> **Requirement 1**:
Answer these questions using the garden diary entry below.
(a) On what date did the project begin?
(b) What color is the view across the valley normally?
(c) Which flowers have been watered?

> **Source excerpt**:
[Start]

Day 91 of the 100 day project

Not long until the end of the project now and suddenly it is time to pick things as well as to continue with the weeding and sorting.  It makes me realise just how long I have been doing this.  I started on 1st April 2018 at a time when things were only just beginning to grow after a long cold spring.  Now we are certainly in high summer and for May and June we have had a lot of hot dry weather.  When I look across to the hills on the other side of the valley the fields are brown and gold.  This is Wales.  The normal colour of my view is green, many shades of deep verdant green.


But this evening through my window shows a bleached dry world.  It is still beautiful but it doesn't quite look like home.  It has been wonderful though to eat outside every day, to sit in the shade because the sun is too hot and to come into the old house where the slate floors and the thick walls produce a cool retreat.  The garden really does need some rain.  Ian has been watering his edible crops every day and I am trying hard not to water flowers as there is just too much to do if it is done indiscriminately.  A handful of cosmos which went in as seedlings have had water but the rest of the garden must take its chance!

[End]

(Object position labeling entries)
[Start]

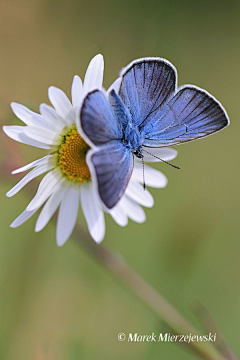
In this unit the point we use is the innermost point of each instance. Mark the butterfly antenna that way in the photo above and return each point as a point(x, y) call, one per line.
point(166, 162)
point(144, 184)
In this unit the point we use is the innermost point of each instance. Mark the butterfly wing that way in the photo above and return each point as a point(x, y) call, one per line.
point(191, 114)
point(110, 162)
point(97, 120)
point(147, 84)
point(112, 166)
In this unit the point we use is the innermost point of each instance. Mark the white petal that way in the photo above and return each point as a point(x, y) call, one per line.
point(93, 212)
point(48, 185)
point(77, 91)
point(163, 153)
point(30, 176)
point(43, 135)
point(115, 85)
point(61, 103)
point(94, 74)
point(16, 133)
point(119, 215)
point(67, 215)
point(132, 209)
point(52, 118)
point(136, 192)
point(49, 208)
point(42, 161)
point(152, 176)
point(29, 117)
point(22, 218)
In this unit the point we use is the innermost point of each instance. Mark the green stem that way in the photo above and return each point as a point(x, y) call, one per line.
point(117, 265)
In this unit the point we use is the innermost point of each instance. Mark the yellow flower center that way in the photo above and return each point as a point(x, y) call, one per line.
point(72, 157)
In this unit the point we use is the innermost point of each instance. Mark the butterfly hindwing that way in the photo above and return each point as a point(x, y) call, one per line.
point(146, 86)
point(112, 165)
point(191, 114)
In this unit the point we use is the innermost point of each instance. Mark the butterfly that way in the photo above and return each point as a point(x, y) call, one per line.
point(148, 111)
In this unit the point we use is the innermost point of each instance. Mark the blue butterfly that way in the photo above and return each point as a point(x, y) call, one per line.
point(149, 111)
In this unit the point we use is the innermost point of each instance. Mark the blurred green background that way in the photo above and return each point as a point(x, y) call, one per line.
point(58, 303)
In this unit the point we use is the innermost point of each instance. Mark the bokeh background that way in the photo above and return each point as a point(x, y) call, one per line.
point(58, 303)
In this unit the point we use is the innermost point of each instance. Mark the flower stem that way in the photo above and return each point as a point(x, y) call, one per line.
point(140, 287)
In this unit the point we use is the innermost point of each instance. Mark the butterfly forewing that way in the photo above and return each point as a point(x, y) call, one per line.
point(191, 114)
point(146, 86)
point(97, 119)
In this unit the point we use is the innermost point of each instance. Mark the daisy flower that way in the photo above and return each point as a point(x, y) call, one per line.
point(68, 179)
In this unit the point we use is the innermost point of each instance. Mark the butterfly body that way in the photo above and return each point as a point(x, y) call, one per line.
point(148, 111)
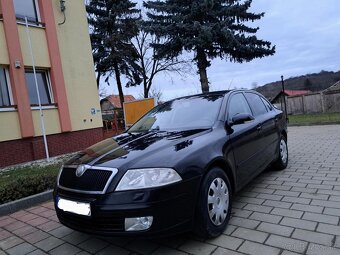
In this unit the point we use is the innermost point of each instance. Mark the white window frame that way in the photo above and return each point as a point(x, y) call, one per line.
point(49, 88)
point(10, 94)
point(31, 23)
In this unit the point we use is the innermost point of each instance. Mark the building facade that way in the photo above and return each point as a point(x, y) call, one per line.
point(65, 79)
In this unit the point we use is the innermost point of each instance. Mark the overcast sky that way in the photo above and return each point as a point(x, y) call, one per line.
point(307, 38)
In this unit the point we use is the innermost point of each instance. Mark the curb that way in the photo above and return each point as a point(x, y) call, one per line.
point(26, 202)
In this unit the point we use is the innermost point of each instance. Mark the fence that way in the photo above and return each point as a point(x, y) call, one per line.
point(314, 103)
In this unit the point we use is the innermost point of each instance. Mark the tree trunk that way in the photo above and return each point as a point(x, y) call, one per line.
point(119, 83)
point(98, 79)
point(146, 91)
point(202, 65)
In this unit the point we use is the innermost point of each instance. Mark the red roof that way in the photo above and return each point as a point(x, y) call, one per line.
point(115, 101)
point(296, 92)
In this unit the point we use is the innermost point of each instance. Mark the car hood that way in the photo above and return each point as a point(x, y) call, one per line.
point(135, 150)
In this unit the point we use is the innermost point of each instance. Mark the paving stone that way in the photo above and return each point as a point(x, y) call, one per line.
point(275, 229)
point(10, 242)
point(258, 208)
point(287, 212)
point(265, 217)
point(222, 251)
point(287, 243)
point(329, 229)
point(313, 237)
point(227, 242)
point(49, 243)
point(258, 249)
point(61, 231)
point(76, 237)
point(21, 249)
point(93, 245)
point(65, 248)
point(197, 248)
point(279, 204)
point(246, 223)
point(321, 218)
point(161, 251)
point(35, 237)
point(142, 246)
point(251, 235)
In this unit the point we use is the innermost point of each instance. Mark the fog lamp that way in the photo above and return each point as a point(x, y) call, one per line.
point(138, 223)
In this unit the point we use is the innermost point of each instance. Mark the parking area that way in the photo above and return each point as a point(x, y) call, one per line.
point(295, 211)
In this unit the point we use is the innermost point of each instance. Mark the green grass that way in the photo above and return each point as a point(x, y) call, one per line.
point(25, 181)
point(320, 118)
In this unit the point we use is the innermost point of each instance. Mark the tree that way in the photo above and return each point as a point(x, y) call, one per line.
point(209, 28)
point(113, 23)
point(149, 66)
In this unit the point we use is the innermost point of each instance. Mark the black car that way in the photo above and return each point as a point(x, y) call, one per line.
point(174, 170)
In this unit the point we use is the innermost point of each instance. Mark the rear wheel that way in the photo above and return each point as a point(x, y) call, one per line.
point(214, 204)
point(282, 161)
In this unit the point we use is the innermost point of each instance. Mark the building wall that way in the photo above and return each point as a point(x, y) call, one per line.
point(64, 50)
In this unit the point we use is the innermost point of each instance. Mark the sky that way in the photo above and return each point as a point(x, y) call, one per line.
point(306, 34)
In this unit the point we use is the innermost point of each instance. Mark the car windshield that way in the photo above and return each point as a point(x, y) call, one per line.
point(180, 114)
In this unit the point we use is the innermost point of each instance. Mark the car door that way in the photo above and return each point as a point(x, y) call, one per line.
point(244, 139)
point(266, 127)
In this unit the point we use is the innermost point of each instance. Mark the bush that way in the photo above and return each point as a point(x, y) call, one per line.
point(24, 186)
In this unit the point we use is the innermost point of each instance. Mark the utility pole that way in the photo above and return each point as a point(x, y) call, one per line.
point(284, 97)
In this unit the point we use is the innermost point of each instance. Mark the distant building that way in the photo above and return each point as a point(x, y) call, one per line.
point(334, 88)
point(65, 76)
point(112, 111)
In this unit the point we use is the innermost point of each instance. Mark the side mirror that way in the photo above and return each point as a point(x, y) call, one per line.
point(241, 118)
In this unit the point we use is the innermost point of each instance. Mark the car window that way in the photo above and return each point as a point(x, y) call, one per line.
point(256, 104)
point(238, 104)
point(267, 104)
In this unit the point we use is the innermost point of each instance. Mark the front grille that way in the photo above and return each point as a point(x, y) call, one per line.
point(92, 181)
point(101, 224)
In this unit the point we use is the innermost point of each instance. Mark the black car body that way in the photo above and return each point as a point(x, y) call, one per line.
point(237, 135)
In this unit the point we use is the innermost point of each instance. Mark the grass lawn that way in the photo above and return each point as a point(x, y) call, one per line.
point(21, 182)
point(320, 118)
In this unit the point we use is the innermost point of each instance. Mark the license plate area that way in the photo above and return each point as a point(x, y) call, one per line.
point(76, 207)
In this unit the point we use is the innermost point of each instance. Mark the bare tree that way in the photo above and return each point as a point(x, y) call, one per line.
point(149, 65)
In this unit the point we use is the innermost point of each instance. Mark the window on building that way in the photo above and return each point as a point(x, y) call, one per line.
point(26, 8)
point(5, 99)
point(44, 87)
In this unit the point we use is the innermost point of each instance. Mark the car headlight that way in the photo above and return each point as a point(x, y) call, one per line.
point(148, 178)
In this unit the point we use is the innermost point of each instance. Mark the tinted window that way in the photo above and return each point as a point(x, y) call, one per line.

[End]

> **Requirement 2**: Reproduce the lines of the records from the line with "Mark the license" up to and including the line with "point(44, 87)".

> **Correct result 1**:
(a) 1st April 2018
(b) Green, many shades of deep verdant green
(c) A handful of cosmos that went in as seedlings

> **Correct result 2**:
In this unit the point we use is the innermost point of each instance. Mark the license plate area that way in the photo above and return each point as a point(x, y) call, one per line.
point(76, 207)
In this unit the point we use is the innermost point of each instance. Mark the bare tree that way in the photo above and return each point as a point(x, y) call, one per line.
point(149, 65)
In this unit the point we use is the innermost point of each instance. Mark the window on building that way in the photo above and return each point as a point(x, y) call, one per line.
point(26, 8)
point(5, 99)
point(44, 87)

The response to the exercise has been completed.